Entries provided.
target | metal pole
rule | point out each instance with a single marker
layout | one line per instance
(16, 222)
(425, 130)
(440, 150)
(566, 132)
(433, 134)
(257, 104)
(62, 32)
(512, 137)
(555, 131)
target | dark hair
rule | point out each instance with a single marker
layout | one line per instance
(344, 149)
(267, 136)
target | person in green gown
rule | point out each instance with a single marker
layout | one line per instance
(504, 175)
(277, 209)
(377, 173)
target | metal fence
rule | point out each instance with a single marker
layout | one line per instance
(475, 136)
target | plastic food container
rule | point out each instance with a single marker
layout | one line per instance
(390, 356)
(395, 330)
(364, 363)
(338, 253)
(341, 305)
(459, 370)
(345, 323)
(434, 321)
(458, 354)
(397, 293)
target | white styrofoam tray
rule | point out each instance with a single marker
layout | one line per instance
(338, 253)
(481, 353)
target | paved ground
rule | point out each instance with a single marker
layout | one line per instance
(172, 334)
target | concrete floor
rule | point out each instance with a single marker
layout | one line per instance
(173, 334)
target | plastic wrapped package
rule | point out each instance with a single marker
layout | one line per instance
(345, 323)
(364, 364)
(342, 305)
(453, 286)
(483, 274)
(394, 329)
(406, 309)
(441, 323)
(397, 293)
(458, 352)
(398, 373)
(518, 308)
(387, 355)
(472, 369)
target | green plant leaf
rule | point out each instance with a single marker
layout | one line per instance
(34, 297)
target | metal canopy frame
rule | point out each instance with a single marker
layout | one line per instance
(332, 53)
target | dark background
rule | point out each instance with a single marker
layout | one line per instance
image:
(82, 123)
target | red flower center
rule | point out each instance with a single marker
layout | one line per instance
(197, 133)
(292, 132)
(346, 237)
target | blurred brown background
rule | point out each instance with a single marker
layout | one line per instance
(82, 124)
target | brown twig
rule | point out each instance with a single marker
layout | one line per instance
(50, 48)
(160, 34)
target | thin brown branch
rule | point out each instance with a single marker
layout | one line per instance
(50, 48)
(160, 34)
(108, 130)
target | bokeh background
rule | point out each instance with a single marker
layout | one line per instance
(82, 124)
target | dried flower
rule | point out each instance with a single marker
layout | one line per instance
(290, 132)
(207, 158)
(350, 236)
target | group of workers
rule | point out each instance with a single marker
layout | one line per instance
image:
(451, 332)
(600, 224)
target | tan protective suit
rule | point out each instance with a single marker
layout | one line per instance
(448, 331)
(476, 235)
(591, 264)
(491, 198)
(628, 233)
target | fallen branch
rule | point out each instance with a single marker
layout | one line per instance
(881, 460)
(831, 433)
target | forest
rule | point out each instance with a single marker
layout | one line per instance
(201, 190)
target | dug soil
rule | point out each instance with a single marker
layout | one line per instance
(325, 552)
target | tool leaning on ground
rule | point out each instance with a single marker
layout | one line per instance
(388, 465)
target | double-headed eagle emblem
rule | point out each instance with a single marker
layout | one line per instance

Exercise aim. Search the records for the word "background" and copy every line where it occurs.

Result of the task.
target | dark background
target | blurred brown background
target | bokeh background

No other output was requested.